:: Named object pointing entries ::

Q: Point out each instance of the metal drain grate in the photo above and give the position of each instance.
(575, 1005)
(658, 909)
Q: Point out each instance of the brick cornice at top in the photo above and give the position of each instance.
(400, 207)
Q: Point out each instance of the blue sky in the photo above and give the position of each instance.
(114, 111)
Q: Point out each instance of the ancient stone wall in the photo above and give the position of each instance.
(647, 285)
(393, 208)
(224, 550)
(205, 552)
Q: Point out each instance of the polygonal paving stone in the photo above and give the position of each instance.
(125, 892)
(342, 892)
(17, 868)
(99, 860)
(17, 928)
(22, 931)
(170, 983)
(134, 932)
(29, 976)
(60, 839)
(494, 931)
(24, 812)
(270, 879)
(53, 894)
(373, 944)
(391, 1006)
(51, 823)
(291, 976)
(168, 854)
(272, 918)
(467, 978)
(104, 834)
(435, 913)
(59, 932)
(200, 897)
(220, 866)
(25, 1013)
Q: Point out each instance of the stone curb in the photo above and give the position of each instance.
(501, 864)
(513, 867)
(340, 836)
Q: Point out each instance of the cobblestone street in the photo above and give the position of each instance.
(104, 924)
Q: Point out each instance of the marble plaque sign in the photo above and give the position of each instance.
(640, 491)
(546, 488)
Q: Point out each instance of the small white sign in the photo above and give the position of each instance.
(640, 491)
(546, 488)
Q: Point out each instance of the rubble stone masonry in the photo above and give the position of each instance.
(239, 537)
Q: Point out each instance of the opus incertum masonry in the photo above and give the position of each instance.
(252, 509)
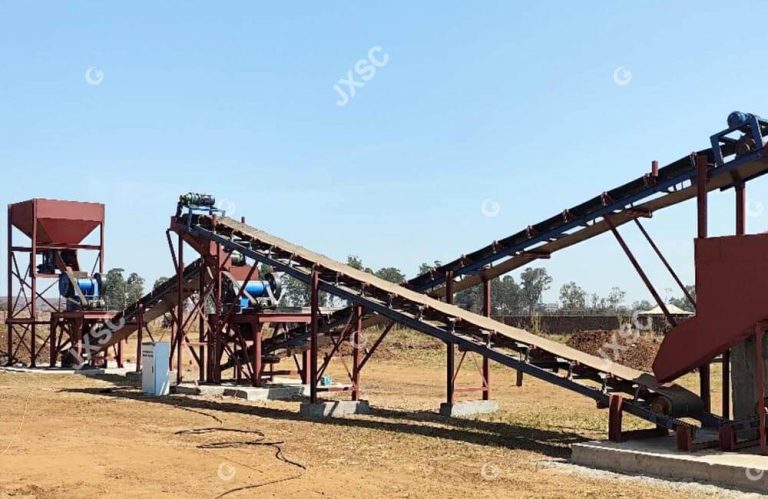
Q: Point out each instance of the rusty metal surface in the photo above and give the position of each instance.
(58, 222)
(156, 303)
(729, 275)
(676, 394)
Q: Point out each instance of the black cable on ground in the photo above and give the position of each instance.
(260, 441)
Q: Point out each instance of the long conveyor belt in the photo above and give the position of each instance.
(157, 302)
(673, 184)
(586, 374)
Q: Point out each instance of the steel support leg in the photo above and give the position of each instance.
(615, 416)
(180, 311)
(702, 166)
(139, 335)
(257, 359)
(356, 347)
(487, 309)
(449, 347)
(315, 307)
(52, 345)
(760, 383)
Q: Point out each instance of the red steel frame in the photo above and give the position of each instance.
(218, 333)
(484, 368)
(62, 230)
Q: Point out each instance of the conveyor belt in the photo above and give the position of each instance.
(586, 374)
(645, 195)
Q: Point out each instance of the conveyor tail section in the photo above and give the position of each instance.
(643, 196)
(157, 302)
(586, 374)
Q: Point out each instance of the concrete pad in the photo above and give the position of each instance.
(335, 408)
(467, 408)
(744, 470)
(270, 392)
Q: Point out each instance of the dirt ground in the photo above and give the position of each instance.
(78, 436)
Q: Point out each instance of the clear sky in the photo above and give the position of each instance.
(535, 106)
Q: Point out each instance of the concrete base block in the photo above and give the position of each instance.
(658, 457)
(270, 392)
(467, 408)
(331, 409)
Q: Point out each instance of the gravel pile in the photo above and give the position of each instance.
(633, 351)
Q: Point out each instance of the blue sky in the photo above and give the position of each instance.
(503, 101)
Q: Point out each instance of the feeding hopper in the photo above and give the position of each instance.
(58, 222)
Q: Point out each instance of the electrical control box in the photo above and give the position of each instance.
(155, 371)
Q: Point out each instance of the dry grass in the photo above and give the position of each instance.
(73, 436)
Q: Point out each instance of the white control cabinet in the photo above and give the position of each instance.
(154, 368)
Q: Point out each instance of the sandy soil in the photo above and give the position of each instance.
(77, 436)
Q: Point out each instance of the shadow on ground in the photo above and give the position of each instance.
(421, 423)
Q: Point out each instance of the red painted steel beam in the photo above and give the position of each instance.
(487, 310)
(449, 347)
(760, 382)
(702, 177)
(641, 272)
(665, 262)
(180, 310)
(315, 307)
(11, 301)
(356, 352)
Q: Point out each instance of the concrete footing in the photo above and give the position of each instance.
(467, 408)
(335, 408)
(270, 392)
(658, 457)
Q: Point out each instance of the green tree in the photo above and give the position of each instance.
(642, 306)
(573, 298)
(505, 296)
(534, 281)
(298, 294)
(615, 299)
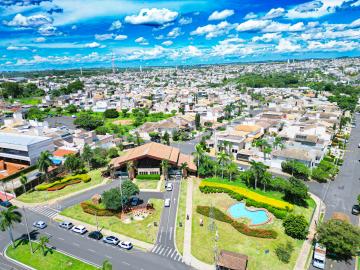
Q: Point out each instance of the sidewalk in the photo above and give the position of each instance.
(302, 259)
(187, 257)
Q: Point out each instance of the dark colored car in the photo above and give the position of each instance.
(95, 235)
(355, 210)
(6, 204)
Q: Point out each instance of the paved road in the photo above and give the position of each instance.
(340, 195)
(93, 251)
(165, 245)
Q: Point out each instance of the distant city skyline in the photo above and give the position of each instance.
(65, 34)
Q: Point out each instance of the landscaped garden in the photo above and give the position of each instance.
(62, 187)
(45, 259)
(259, 242)
(114, 212)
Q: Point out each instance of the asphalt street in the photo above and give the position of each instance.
(164, 245)
(90, 250)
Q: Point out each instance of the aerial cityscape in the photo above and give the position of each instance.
(180, 134)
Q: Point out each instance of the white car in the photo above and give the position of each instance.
(79, 229)
(126, 245)
(167, 202)
(169, 187)
(40, 224)
(66, 225)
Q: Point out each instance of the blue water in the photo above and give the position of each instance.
(256, 217)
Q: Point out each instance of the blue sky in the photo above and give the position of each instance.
(47, 34)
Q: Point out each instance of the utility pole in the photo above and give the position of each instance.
(27, 229)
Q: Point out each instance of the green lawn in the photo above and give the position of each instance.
(147, 184)
(230, 239)
(143, 230)
(181, 216)
(52, 261)
(42, 196)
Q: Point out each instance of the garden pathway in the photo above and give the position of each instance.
(187, 257)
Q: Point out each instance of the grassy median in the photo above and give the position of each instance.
(53, 260)
(42, 196)
(143, 230)
(181, 216)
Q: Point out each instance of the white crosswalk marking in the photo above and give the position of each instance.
(167, 252)
(45, 210)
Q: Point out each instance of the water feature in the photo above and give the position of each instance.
(256, 217)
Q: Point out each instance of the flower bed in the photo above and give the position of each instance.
(239, 193)
(61, 186)
(79, 177)
(93, 209)
(240, 227)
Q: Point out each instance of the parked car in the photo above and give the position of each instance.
(169, 186)
(126, 245)
(319, 256)
(40, 224)
(111, 240)
(356, 209)
(66, 225)
(6, 204)
(95, 235)
(80, 229)
(167, 202)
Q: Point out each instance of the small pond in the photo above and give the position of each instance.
(256, 217)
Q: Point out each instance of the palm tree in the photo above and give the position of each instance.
(23, 181)
(165, 166)
(44, 162)
(131, 169)
(199, 154)
(43, 241)
(183, 168)
(222, 158)
(106, 265)
(258, 169)
(7, 219)
(232, 169)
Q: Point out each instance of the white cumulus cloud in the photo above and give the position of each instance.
(221, 15)
(152, 16)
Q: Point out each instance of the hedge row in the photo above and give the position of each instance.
(240, 193)
(148, 177)
(93, 209)
(240, 227)
(81, 177)
(61, 186)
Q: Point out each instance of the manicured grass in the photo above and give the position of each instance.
(147, 184)
(230, 239)
(42, 196)
(181, 217)
(52, 261)
(143, 230)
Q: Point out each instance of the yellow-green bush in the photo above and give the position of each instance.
(248, 194)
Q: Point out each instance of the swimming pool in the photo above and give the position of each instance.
(239, 210)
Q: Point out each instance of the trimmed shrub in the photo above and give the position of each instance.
(93, 209)
(148, 177)
(81, 177)
(296, 226)
(240, 192)
(61, 186)
(240, 227)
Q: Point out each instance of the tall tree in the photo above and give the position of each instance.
(258, 169)
(23, 181)
(44, 162)
(8, 217)
(223, 159)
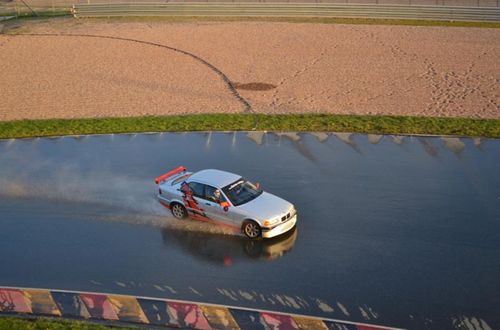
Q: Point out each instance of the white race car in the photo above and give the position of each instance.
(226, 199)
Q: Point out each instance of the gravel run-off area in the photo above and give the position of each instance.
(215, 67)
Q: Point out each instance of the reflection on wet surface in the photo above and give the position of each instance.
(228, 249)
(393, 230)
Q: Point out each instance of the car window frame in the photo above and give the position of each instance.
(224, 198)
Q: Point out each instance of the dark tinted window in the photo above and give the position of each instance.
(210, 194)
(241, 191)
(198, 189)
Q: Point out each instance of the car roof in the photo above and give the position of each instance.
(215, 178)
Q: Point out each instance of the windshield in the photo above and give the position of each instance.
(241, 191)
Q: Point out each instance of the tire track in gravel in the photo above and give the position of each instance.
(247, 108)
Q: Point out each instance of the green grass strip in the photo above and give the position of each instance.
(12, 323)
(247, 122)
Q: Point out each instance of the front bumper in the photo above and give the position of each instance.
(279, 229)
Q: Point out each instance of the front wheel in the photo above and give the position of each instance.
(252, 229)
(178, 211)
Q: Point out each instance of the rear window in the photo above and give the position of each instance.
(180, 179)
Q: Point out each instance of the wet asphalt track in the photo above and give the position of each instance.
(396, 231)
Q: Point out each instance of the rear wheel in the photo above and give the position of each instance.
(251, 229)
(178, 211)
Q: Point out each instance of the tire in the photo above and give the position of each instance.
(178, 210)
(251, 229)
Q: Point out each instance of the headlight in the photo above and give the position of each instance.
(268, 223)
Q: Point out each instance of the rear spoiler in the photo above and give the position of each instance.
(165, 176)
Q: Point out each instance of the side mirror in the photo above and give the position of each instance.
(185, 188)
(224, 205)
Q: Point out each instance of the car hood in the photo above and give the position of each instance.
(266, 206)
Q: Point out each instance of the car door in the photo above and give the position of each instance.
(213, 208)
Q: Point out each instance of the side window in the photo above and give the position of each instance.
(198, 189)
(210, 193)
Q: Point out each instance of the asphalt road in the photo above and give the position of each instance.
(392, 231)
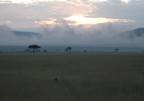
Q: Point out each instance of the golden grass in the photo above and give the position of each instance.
(81, 77)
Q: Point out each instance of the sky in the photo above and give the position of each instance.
(71, 22)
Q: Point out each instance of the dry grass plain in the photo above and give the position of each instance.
(81, 77)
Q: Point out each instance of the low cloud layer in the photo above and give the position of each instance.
(58, 22)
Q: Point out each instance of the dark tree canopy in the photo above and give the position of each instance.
(68, 48)
(34, 47)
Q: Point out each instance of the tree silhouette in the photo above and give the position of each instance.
(34, 47)
(68, 49)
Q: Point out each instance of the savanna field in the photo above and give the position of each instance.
(75, 77)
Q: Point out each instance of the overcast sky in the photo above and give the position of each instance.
(73, 22)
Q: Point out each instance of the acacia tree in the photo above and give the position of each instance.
(34, 48)
(68, 49)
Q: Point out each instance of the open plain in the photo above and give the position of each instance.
(75, 77)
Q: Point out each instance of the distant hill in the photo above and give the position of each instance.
(139, 32)
(27, 34)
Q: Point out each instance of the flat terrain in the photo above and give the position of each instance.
(80, 77)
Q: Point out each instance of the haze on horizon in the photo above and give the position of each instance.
(71, 22)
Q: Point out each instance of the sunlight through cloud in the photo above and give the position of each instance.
(80, 19)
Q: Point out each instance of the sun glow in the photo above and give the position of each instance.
(80, 19)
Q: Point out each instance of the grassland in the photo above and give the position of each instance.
(81, 77)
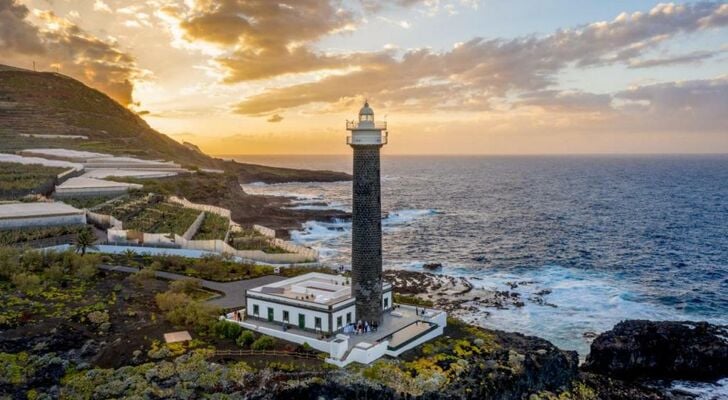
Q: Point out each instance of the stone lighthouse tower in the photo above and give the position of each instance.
(367, 137)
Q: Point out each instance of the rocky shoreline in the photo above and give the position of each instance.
(459, 296)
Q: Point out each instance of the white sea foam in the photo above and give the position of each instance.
(579, 301)
(702, 390)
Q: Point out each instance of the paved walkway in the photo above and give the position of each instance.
(233, 293)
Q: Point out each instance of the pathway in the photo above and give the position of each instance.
(233, 293)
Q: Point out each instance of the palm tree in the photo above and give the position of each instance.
(85, 239)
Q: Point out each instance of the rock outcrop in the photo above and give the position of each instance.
(661, 350)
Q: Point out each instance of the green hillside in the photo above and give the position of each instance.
(46, 103)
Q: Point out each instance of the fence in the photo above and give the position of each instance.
(273, 353)
(219, 246)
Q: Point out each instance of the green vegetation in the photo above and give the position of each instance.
(162, 218)
(17, 180)
(182, 310)
(577, 391)
(245, 339)
(213, 267)
(38, 285)
(436, 363)
(85, 202)
(189, 374)
(194, 187)
(227, 330)
(213, 227)
(85, 239)
(413, 300)
(23, 236)
(263, 343)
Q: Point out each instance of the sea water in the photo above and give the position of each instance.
(611, 237)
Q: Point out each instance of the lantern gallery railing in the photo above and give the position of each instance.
(380, 125)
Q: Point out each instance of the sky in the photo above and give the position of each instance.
(448, 76)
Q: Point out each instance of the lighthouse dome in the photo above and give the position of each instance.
(366, 110)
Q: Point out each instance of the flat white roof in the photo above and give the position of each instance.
(14, 158)
(134, 173)
(314, 287)
(25, 210)
(88, 183)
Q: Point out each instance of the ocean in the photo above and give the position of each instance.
(611, 237)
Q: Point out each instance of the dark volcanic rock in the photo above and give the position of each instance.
(432, 266)
(663, 350)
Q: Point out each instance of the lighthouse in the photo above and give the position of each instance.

:: Job ::
Repeat only the lines running from the line that contains "Q: Point out each instance of the sea" through the last line above, inclusive.

:: Task response ::
Q: Point out each instance of the sea water in the photo above and give the position of each instance.
(611, 237)
Q: Point out each instance of the lantern gallery railing in the photo above and give the position of each instance.
(380, 125)
Q: Point out each instance of the sky in the photo above and give the position of each instance.
(448, 76)
Q: Point out each instance of the lighthouse dome in the photo above and give the position of each instance.
(366, 110)
Q: Point out each instance of the flat white roof in the photo above and give the position of each instance.
(14, 158)
(134, 173)
(314, 287)
(25, 210)
(88, 183)
Q: Point out each instance of the ocean in the photo above and give the position of each instance.
(611, 237)
Q: Point out each instance of the dark volcanic rock in the photo above and give the position of each instance.
(432, 266)
(663, 350)
Q: Point out each instance of the lighthouse in the photo above and give the position of each instance.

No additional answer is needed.